::: Supplied text :::

So, once a month blood comes out of my vagina. And not just a little bit either. I bleed heavily for, like, seven days. No shit. Some of it’s red, some of it’s brown, and some days I bleed big, almost black blood clots. Grossed out? Well tough. It’s all part of the beautiful magic that is pussy. Get the fuck over it.
The thing is, I get really, super horny when I have my period. And I’m not the only one. I’ve talked to tons of other fabulous ladies who get major clitty boners during red tide too. Apparently it has something to do with our raging hormones. The same ones that make us feel like nothing is right in the world and it’s probably all your fault, you sexy sexy jerk.
However I have to admit that, although I’m a progressive, grown-ass woman, and I try hard to overcome our patriarchal society’s constant attempts to make me ashamed of my body, I’m a wee bit uncomfortable gettin busy when Aunt Flo’s in town. It’s just so… messy. And there’s nothing that makes it harder for a lady to have an earth-shattering orgasm than feeling all self-conscious, ya know?
What to do?
First, let’s talk about some of the REALLY AMAZING benefits of having period sex:
Wait, I lied. First, a cautionary side note:
Having unprotected sex while a woman is menstruating significantly increases the risk of transmitting STDs. So wrap that shit up.

::: Supplied entries :::

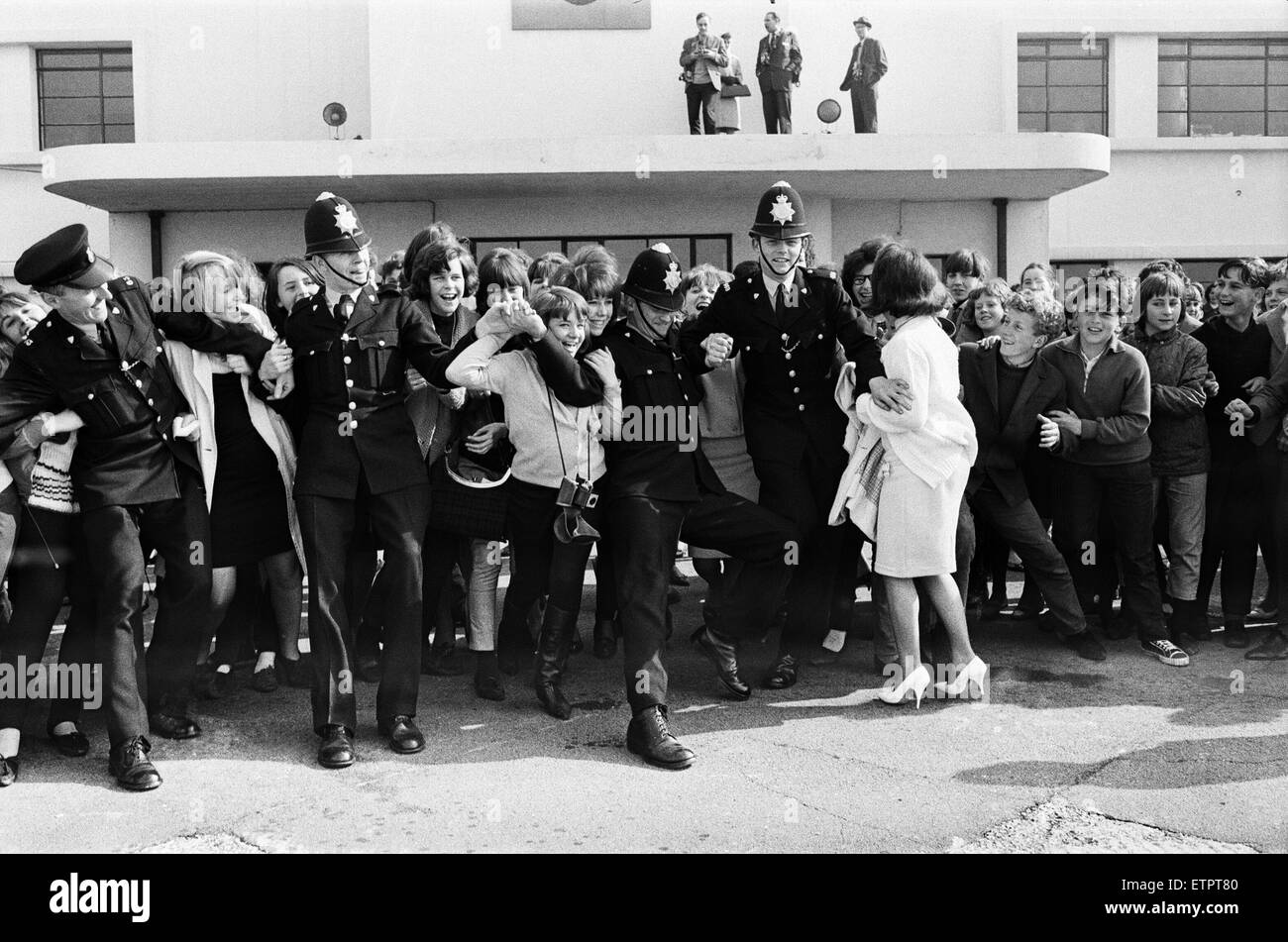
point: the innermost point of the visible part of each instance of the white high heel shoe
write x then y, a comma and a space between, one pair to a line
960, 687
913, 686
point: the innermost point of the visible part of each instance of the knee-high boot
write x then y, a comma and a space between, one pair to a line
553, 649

:::
::: Supplied entries :::

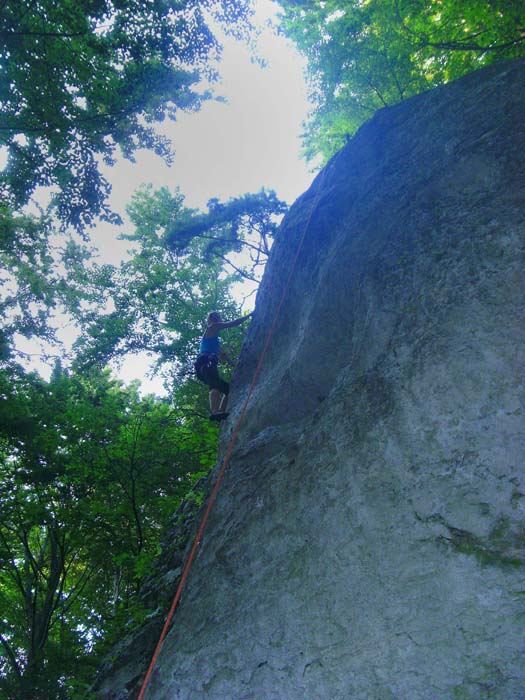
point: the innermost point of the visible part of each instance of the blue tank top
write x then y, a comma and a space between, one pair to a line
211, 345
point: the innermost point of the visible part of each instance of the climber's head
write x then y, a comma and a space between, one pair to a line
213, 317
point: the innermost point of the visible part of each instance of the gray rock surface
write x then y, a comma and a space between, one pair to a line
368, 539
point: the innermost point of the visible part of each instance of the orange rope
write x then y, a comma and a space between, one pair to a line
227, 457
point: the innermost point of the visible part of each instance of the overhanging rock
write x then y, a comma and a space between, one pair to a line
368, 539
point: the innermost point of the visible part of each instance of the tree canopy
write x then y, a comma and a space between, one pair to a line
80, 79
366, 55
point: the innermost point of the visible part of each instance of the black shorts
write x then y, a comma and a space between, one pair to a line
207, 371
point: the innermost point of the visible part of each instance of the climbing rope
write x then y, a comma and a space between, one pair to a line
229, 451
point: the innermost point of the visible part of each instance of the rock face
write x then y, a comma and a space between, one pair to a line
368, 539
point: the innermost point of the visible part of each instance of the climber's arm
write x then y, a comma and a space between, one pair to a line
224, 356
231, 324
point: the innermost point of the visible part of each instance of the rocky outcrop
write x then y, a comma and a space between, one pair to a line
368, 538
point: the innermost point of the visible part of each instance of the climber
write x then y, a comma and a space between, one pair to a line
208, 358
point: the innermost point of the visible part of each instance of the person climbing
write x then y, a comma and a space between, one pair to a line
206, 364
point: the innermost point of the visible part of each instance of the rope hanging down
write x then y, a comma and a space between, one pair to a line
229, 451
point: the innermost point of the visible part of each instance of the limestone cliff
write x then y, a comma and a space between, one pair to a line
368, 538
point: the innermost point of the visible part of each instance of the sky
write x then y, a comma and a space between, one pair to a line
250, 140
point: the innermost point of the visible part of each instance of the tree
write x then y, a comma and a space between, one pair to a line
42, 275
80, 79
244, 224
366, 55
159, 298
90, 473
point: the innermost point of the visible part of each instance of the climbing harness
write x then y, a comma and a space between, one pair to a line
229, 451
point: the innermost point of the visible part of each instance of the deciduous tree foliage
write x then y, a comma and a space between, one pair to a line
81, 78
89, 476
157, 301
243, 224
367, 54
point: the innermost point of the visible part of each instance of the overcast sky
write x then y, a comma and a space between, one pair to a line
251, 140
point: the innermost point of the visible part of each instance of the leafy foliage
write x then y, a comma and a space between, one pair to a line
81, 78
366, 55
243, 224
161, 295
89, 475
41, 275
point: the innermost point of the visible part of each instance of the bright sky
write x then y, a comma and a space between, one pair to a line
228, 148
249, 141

:::
::: Supplied entries :::

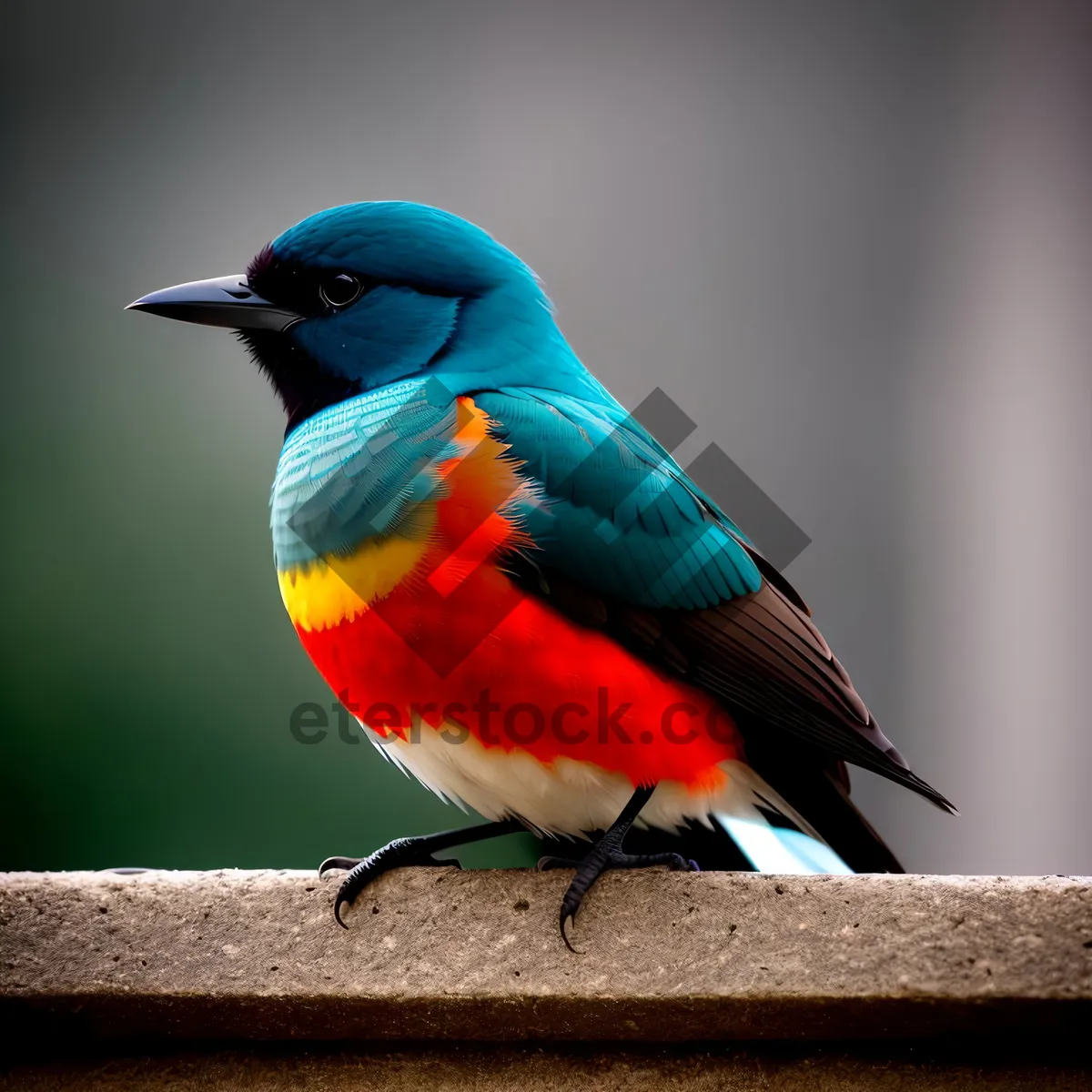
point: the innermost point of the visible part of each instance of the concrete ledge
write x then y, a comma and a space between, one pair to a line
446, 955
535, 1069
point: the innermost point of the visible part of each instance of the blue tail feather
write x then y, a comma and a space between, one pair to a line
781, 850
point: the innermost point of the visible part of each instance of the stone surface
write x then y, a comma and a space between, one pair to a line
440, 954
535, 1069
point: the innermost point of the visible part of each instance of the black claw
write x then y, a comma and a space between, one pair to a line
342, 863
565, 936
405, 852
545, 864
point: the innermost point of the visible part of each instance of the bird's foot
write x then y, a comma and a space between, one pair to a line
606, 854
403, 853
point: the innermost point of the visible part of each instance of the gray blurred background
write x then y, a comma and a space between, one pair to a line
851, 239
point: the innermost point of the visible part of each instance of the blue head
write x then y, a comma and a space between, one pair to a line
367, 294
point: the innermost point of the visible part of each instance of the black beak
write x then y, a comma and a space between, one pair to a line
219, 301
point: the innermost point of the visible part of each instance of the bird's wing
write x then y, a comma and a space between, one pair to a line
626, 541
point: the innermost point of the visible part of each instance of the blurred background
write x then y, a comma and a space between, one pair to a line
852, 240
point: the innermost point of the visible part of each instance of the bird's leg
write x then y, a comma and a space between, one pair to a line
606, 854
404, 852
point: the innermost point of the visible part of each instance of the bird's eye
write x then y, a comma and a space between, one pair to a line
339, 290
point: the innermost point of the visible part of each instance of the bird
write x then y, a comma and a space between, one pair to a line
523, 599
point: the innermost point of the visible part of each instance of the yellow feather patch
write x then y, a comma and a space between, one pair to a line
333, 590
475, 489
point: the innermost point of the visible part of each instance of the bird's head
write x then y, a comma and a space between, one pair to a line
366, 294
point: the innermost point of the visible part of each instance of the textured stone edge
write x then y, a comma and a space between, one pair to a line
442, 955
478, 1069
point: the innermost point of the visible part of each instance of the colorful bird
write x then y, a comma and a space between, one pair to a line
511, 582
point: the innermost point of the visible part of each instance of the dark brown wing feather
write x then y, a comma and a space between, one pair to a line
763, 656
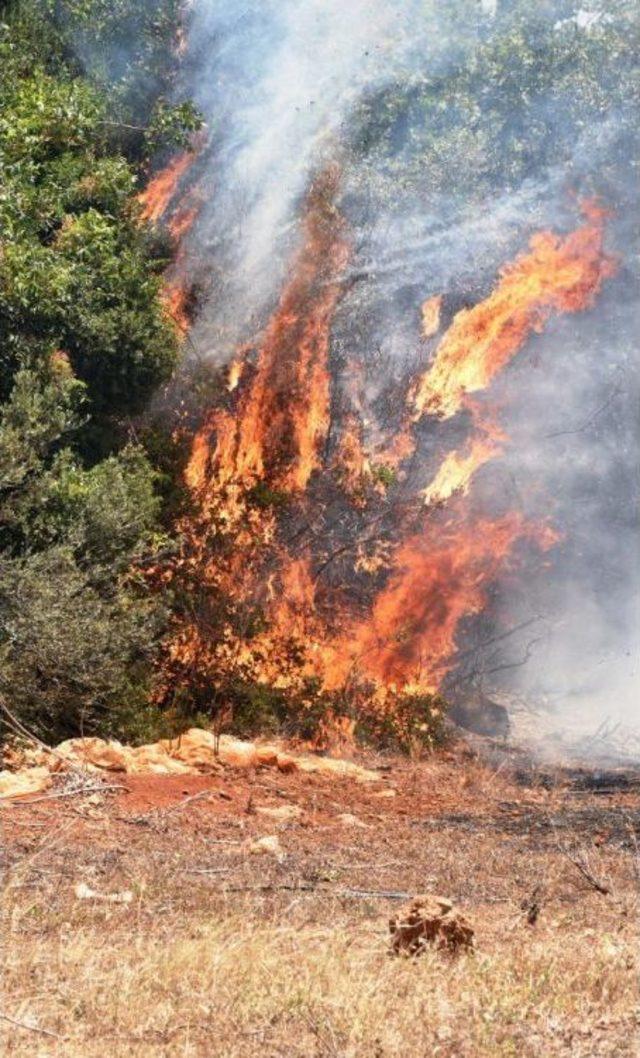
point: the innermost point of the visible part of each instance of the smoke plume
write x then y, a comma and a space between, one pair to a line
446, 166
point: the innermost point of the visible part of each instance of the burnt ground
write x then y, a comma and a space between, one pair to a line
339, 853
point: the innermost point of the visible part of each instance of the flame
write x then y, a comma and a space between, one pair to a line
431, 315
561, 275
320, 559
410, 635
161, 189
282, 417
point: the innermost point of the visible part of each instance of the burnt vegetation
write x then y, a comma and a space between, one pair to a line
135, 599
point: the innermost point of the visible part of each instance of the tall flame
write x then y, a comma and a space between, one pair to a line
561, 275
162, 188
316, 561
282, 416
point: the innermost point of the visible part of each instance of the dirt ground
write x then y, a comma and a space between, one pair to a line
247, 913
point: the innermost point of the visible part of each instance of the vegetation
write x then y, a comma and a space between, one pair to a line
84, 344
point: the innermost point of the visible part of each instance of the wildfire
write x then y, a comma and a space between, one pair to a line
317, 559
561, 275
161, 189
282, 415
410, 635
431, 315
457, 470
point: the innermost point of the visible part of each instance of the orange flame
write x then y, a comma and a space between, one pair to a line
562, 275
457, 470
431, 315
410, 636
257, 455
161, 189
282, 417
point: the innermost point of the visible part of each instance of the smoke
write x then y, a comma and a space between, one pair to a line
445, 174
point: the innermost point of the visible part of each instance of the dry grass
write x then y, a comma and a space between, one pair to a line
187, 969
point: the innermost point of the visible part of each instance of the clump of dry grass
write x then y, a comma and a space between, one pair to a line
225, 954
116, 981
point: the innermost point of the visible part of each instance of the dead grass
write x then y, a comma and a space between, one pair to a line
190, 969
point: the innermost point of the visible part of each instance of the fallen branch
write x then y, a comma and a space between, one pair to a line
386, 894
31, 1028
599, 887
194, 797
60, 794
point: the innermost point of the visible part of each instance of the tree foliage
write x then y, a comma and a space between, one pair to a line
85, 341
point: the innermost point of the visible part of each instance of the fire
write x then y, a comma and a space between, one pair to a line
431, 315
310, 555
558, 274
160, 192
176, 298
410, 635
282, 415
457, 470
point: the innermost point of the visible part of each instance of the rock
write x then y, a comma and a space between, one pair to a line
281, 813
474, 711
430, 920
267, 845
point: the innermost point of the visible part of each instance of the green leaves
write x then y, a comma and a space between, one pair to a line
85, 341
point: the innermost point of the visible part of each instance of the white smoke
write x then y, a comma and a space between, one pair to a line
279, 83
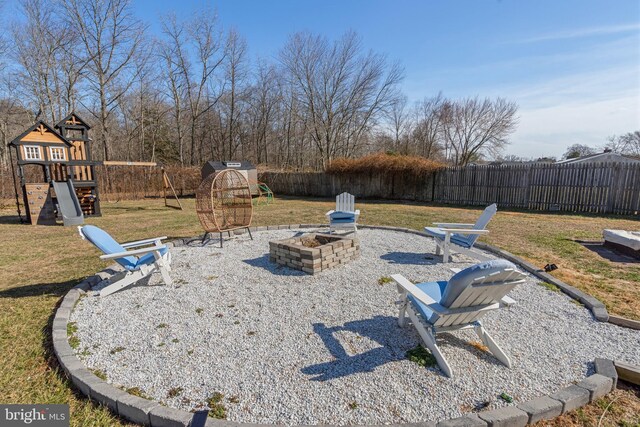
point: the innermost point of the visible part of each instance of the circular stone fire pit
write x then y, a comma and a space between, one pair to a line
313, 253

:::

→ Study questions:
[A] According to the text on period sex, what does having unprotected sex while a woman is menstruating do to the risk of transmitting STDs?
[B] Write out the stretch of the period sex text from "However I have" through "that shit up.".

→ Problem solutions:
[A] It significantly increases that risk.

[B]
However I have to admit that, although I’m a progressive, grown-ass woman, and I try hard to overcome our patriarchal society’s constant attempts to make me ashamed of my body, I’m a wee bit uncomfortable gettin busy when Aunt Flo’s in town. It’s just so… messy. And there’s nothing that makes it harder for a lady to have an earth-shattering orgasm than feeling all self-conscious, ya know?
What to do?
First, let’s talk about some of the REALLY AMAZING benefits of having period sex:
Wait, I lied. First, a cautionary side note:
Having unprotected sex while a woman is menstruating significantly increases the risk of transmitting STDs. So wrap that shit up.